強豪校に進学、下宿して練習に打ち込む
「家から厚木商業に通うのには片道2時間半位掛かります。それを両親も心配していたのですが、厚木商業の利根川勇先生が『遠いのはわかっている。それでもうちに来ていっしょにやろう。下宿先を用意するから』と声を掛けて下さったので、家を離れ、当時の3年生のお家に下宿させてもらって学校に通うことになりました。元々下宿をされていたわけではないのですが、快く受け入れていただきました」
手術を終えたとはいえ身体は万全ではない。周囲にはその身体で厳しい練習に耐えられるのか、という心配する声もあったが、西山自身は小学生の頃から、自分で工夫し、管理しながら身体を守ってきたという自負があったので、この先も必ず出来ると思っていた。父親は「最後まで頑張ってこい」と送り出してくれたと言うが、どれほど心配で苦しい決断だっただろうか。母親は厚木商業どころか運動を続けること自体に反対していた。ただ、母のその心配を西山が直接聞いたことはなかったそうだ。娘の楽しみを奪いたくないという思いと、身体を気遣う葛藤の深さは察するに余りある。
厚木商業の練習は自主参加の朝練習に始まり、放課後の練習は午後9時まで毎日行われた。1年間で練習のない日は1~2日程度という過酷さである。

**学習課題**
本文によると、厚木商業の放課後の練習は毎日何時まで行われたか。 この一覧は、上の本文とは関係がない。

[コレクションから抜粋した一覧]
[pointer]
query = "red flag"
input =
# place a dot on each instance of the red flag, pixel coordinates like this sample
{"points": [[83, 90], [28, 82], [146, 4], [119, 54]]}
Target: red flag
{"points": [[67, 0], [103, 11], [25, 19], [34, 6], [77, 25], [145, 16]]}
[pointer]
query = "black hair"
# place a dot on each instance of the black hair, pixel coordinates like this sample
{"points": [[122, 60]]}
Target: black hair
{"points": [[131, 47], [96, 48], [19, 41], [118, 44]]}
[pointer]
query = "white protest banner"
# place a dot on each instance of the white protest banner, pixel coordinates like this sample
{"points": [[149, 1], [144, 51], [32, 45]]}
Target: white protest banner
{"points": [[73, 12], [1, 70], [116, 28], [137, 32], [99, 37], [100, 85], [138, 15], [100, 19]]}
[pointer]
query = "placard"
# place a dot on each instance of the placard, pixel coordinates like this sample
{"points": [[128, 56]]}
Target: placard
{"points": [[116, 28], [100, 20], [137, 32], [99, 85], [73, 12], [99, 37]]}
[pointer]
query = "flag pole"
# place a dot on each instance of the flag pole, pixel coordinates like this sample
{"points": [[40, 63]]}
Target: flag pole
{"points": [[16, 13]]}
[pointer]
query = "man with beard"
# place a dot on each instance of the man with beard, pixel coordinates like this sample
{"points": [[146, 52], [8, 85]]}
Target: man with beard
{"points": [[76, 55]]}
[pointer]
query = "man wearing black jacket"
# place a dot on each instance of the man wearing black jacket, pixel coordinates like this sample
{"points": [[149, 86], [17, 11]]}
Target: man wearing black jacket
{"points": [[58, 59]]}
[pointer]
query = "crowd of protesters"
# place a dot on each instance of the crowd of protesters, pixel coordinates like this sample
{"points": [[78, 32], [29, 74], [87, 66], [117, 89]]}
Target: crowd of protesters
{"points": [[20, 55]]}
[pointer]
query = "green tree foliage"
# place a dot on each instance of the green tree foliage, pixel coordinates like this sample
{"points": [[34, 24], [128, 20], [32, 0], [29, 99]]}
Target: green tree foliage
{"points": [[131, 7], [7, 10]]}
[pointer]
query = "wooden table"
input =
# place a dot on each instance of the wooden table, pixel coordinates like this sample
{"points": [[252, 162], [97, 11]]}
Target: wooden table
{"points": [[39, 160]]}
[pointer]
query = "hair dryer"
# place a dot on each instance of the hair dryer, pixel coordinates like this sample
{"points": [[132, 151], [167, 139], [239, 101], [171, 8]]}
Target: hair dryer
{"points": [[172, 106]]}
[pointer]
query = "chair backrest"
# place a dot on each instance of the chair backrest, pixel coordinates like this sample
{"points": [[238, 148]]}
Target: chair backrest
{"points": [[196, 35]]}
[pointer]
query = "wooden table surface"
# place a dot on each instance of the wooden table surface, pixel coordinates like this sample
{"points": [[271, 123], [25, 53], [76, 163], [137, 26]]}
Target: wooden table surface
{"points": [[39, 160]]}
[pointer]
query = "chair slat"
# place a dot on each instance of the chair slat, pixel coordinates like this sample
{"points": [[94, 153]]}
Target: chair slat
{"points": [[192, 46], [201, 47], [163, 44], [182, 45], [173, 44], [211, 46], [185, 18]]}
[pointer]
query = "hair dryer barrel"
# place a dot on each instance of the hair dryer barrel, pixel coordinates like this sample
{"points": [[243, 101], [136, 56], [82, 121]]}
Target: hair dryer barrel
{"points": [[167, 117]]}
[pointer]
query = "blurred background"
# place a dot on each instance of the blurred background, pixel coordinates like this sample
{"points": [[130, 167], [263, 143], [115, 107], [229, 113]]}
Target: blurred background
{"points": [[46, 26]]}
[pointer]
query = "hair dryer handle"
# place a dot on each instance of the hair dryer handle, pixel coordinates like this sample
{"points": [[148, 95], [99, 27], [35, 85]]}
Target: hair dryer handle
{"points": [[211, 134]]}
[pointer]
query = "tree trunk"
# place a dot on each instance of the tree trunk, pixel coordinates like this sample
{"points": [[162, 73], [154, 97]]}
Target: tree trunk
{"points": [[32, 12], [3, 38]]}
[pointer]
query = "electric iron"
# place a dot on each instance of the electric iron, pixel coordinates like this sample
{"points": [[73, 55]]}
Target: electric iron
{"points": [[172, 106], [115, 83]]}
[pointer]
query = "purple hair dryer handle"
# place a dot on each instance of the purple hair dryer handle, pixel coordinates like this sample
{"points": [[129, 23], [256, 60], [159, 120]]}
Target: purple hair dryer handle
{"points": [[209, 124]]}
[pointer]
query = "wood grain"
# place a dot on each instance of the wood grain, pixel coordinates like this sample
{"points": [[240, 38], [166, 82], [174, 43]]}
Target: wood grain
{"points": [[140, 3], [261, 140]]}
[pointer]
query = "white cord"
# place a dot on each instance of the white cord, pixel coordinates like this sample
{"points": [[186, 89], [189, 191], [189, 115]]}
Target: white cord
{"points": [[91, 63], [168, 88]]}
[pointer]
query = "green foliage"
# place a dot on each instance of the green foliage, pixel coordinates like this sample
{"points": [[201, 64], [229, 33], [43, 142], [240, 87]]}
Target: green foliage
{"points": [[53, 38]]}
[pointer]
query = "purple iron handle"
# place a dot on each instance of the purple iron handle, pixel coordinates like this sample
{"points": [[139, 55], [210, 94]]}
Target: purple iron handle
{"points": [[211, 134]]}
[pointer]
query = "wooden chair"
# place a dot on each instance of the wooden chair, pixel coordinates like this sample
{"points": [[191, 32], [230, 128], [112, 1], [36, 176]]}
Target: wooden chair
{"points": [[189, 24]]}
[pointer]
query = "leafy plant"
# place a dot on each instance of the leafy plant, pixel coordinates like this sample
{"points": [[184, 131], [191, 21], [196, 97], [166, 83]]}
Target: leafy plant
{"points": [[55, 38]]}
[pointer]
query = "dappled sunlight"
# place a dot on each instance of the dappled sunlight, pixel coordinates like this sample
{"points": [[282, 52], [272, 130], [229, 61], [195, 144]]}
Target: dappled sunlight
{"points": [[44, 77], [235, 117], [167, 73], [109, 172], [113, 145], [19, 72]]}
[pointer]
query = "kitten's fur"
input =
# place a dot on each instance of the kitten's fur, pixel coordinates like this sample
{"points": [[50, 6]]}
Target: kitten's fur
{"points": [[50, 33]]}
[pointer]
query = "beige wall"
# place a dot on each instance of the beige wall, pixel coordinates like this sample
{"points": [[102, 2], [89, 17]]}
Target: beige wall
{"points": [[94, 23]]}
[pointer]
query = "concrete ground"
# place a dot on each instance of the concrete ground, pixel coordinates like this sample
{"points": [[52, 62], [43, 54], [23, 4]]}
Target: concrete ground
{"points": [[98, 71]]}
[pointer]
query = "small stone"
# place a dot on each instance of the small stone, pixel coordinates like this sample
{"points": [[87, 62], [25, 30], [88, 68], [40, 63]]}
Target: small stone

==

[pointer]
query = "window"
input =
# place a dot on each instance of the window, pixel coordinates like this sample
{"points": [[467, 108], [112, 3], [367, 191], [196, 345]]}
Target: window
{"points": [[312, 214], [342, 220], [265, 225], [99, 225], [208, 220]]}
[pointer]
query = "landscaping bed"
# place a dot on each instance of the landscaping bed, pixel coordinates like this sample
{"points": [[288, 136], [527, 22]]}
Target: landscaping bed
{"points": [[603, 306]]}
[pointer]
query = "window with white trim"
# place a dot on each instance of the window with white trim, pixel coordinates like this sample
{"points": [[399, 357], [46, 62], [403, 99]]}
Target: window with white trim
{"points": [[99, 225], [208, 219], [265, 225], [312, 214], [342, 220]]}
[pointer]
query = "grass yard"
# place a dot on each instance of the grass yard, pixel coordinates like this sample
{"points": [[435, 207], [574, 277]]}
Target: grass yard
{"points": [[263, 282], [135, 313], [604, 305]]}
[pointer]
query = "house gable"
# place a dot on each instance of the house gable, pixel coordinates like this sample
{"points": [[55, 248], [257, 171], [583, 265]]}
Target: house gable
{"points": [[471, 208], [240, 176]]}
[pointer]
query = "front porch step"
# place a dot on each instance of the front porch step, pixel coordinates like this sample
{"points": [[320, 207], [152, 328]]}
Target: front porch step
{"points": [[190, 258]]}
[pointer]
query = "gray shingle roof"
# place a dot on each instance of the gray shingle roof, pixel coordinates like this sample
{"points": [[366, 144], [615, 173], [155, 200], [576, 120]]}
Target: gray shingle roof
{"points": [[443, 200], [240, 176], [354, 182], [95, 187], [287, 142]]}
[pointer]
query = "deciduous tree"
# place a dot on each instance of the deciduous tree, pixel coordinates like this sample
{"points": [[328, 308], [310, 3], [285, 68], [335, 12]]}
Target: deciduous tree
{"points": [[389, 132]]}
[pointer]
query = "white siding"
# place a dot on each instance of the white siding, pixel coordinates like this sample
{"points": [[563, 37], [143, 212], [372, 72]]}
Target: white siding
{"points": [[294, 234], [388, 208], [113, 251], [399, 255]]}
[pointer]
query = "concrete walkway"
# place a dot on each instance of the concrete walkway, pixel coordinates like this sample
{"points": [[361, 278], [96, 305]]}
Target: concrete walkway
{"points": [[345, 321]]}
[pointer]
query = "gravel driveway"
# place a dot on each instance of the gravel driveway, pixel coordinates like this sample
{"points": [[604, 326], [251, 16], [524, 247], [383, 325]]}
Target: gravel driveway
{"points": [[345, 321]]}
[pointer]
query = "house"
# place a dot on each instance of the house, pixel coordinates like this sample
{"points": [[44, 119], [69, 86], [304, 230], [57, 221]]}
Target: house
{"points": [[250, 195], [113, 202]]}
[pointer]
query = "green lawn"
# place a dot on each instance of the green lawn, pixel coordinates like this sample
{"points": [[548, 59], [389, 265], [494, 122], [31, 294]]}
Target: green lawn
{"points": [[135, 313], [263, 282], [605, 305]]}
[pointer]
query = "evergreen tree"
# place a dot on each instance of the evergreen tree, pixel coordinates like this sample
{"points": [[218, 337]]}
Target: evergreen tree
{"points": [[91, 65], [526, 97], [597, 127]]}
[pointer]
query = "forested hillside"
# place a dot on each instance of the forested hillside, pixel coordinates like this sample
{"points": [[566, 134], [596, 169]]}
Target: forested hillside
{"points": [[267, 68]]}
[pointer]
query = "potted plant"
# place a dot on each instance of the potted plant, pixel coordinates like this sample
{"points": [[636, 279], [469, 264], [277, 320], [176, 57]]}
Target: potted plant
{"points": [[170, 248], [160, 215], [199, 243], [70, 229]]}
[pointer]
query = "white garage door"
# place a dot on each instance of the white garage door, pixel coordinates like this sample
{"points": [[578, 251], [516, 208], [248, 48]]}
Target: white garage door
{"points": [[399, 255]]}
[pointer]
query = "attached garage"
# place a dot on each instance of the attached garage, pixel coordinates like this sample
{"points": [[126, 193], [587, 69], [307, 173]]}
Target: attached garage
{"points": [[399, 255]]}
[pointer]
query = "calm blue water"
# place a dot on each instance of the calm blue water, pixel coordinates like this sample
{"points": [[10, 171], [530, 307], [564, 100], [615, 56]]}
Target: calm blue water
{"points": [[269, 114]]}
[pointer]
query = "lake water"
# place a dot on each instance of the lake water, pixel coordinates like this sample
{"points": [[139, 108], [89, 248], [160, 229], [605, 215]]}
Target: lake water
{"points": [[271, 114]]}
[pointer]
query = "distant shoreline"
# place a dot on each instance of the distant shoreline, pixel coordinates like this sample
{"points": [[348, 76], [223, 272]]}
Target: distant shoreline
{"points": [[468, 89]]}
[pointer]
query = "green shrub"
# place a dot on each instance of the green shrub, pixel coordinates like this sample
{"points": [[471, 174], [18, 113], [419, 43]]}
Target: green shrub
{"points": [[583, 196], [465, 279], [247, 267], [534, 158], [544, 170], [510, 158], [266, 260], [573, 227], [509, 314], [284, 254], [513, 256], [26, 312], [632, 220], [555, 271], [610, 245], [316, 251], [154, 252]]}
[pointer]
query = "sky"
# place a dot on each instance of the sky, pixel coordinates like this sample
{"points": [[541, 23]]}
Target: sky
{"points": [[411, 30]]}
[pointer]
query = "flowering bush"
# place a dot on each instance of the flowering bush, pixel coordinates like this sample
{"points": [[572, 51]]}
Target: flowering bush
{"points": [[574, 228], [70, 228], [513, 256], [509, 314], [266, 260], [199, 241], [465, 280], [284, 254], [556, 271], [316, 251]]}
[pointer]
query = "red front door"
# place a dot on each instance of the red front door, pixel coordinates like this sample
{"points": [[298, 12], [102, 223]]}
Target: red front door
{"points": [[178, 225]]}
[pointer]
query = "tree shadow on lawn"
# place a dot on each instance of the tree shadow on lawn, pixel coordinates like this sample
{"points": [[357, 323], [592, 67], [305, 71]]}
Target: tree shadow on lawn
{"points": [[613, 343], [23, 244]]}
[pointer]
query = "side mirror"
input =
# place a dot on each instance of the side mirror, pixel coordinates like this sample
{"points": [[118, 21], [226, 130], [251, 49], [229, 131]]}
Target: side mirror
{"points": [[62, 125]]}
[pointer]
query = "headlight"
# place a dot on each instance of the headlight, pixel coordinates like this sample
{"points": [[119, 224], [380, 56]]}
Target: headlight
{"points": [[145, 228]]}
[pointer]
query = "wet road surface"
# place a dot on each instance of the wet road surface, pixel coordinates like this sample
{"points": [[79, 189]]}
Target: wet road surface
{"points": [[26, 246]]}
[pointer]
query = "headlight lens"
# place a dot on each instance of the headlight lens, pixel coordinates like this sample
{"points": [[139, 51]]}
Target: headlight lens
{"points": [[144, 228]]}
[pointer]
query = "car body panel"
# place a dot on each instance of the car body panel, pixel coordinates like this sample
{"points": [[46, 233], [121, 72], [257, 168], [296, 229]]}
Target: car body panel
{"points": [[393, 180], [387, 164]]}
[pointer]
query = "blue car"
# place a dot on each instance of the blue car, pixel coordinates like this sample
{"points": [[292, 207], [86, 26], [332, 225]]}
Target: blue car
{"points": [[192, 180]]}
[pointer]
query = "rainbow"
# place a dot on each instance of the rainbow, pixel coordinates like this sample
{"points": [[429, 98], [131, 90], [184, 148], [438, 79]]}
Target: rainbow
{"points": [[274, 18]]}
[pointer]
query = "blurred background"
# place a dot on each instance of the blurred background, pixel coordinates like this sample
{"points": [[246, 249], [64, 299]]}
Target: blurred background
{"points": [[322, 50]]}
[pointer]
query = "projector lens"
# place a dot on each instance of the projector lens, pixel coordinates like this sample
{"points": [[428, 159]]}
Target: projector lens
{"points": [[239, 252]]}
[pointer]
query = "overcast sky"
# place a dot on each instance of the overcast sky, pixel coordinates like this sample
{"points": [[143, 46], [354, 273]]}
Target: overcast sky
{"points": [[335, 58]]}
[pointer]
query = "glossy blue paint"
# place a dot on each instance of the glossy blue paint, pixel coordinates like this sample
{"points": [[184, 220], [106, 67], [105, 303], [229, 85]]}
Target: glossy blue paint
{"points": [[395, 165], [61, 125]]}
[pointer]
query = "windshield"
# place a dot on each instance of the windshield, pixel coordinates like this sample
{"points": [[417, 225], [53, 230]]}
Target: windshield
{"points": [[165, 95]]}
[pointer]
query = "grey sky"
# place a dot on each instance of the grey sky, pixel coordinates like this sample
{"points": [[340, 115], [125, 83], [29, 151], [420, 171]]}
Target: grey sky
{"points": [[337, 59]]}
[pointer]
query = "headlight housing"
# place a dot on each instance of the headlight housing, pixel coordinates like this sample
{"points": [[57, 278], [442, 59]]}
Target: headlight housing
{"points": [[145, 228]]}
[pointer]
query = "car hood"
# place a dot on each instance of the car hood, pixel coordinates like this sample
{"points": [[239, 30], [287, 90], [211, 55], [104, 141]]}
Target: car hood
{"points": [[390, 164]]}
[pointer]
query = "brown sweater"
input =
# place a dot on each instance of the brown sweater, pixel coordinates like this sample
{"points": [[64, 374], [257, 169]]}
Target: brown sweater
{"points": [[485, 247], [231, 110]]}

**記述解答**
午後9時まで行われた。